(Data extracts)

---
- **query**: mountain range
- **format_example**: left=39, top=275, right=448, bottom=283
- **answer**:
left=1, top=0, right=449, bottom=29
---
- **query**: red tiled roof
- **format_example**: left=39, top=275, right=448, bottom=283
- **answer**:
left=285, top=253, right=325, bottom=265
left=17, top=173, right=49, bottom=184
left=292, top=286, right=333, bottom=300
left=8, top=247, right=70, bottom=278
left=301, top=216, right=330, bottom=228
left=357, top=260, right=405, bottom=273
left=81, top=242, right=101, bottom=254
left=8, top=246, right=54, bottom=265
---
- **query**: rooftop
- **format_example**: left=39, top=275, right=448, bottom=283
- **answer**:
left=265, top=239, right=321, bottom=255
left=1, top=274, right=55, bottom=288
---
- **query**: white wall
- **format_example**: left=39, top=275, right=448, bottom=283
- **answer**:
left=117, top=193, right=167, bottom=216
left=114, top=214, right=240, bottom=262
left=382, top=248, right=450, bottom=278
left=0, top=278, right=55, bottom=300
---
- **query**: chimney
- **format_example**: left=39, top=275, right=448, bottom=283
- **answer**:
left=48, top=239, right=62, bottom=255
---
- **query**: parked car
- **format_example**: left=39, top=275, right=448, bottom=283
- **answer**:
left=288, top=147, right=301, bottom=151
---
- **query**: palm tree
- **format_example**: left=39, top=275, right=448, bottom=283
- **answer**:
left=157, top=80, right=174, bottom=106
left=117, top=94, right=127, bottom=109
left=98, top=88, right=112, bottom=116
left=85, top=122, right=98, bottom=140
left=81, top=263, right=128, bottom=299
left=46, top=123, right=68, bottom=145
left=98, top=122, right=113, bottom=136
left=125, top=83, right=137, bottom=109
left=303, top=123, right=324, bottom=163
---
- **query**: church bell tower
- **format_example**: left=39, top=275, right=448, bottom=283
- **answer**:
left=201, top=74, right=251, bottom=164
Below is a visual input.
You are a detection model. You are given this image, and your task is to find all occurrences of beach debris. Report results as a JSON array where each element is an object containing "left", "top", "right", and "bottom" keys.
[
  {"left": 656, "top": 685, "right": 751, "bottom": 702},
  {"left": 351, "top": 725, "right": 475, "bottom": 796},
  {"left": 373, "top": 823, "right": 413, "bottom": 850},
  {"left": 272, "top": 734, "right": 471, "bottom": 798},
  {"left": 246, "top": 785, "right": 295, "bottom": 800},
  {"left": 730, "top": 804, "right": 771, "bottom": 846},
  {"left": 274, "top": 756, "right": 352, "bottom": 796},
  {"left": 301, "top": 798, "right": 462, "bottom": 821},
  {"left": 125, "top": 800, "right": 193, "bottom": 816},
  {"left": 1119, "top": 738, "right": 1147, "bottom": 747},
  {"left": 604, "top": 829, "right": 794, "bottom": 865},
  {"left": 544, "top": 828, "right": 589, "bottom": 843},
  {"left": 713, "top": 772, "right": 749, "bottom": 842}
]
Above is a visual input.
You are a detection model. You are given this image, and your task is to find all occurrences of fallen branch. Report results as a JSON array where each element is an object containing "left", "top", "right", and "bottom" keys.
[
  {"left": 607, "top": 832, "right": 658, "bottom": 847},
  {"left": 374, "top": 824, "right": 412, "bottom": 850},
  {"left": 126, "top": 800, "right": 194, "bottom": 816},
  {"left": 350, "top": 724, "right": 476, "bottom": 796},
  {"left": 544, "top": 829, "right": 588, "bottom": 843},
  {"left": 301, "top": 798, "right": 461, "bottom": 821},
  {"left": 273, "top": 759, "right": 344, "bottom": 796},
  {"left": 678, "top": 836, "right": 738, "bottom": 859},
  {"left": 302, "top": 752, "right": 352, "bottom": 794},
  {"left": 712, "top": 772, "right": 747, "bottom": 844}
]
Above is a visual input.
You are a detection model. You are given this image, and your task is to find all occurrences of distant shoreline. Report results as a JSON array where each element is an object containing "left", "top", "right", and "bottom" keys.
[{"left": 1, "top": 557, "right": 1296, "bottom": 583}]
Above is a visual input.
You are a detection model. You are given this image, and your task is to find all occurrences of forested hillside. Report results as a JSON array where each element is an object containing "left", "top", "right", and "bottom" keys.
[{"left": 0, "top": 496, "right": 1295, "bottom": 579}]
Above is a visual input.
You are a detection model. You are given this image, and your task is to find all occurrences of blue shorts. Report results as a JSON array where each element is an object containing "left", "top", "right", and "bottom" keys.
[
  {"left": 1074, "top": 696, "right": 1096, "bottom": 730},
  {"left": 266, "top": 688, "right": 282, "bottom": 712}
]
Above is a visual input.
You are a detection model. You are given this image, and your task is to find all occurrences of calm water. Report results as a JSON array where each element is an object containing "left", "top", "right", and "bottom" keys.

(End Data extracts)

What needs to be done: Search the records for the word "query" and copy every line where it occurs.

Solution:
- **query**: mountain range
- **query**: red tiled roof
- **query**: rooftop
- **query**: white wall
- **query**: chimney
- **query**: parked car
- **query**: palm tree
- **query**: church bell tower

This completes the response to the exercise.